> What to produce:
Starting at the line that contains "Look at the photograph above. For each instance of the lamp" and ending at the last of the items, write out every line again, including the wording of each item, and increase each pixel coordinate given as an answer by 28, leaving the numbers in the sample layouts unchanged. Leave the pictures out of your copy.

> Rows:
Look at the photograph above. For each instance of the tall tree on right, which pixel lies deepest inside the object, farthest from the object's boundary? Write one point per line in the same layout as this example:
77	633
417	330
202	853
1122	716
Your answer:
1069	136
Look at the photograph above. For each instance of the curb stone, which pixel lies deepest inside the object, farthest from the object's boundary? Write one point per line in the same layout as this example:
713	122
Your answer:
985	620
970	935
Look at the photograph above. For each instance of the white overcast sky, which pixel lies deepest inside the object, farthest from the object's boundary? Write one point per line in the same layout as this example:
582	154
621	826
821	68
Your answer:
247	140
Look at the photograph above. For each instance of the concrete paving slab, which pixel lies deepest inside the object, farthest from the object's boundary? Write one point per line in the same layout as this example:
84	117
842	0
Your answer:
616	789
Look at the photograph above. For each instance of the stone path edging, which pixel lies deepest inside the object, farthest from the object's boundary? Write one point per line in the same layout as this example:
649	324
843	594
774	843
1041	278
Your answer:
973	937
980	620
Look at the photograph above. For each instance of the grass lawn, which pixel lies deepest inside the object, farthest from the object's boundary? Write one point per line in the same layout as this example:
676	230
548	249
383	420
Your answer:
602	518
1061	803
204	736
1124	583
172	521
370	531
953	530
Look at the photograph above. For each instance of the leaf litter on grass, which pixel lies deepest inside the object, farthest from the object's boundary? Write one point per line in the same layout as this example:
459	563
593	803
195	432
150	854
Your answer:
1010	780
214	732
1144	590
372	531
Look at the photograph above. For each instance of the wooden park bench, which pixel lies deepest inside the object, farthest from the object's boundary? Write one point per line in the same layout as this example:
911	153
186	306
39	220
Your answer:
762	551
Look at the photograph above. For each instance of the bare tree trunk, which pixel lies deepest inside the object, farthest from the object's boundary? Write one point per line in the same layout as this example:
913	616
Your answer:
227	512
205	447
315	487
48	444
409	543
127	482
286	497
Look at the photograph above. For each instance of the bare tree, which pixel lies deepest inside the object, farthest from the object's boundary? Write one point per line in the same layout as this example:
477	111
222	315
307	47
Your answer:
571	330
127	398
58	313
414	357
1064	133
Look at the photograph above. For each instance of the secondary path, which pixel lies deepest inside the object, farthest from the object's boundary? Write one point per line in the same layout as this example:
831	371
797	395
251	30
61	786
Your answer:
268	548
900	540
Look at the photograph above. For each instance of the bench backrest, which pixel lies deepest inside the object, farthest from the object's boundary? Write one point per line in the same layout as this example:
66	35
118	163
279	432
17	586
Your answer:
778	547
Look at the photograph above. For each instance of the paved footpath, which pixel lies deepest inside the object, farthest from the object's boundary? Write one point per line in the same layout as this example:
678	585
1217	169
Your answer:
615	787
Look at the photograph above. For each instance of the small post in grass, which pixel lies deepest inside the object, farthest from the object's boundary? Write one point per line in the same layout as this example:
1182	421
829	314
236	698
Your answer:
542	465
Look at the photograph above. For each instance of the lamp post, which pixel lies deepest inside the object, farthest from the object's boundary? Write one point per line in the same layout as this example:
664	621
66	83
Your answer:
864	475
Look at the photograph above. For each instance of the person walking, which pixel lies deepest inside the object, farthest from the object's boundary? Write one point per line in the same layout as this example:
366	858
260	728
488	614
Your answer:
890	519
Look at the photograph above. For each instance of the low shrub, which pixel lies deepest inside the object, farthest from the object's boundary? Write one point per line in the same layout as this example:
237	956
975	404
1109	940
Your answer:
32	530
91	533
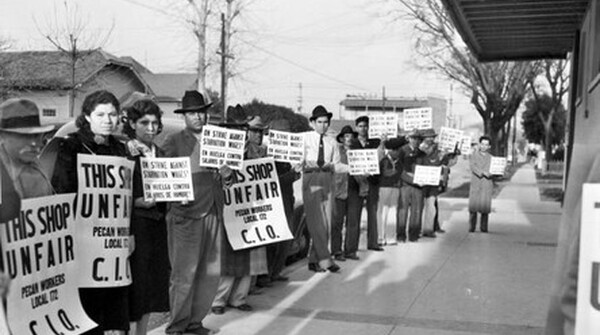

> Solution to the problem:
Look at the photograph above. For each instance of the lamp post, which pixel lies deepest inside the object, farthest from the object's boundary? Write one point per line in the same layout as this example:
664	621
66	83
Your answer:
892	503
Look at the photograph above. For each instance of the person walking, which pixel lies deepest inside the object, farthest from the object's boundary? Write one point per line in the same layout as this example:
366	858
260	728
488	614
Your answer:
918	547
Look at the photograph above. For each instance of the low shrub, which pixel lies deepest inside the object, farthest from the object's boundary? Write one point per line in the same layout as this example:
237	956
975	404
1109	940
Your answer:
60	558
119	561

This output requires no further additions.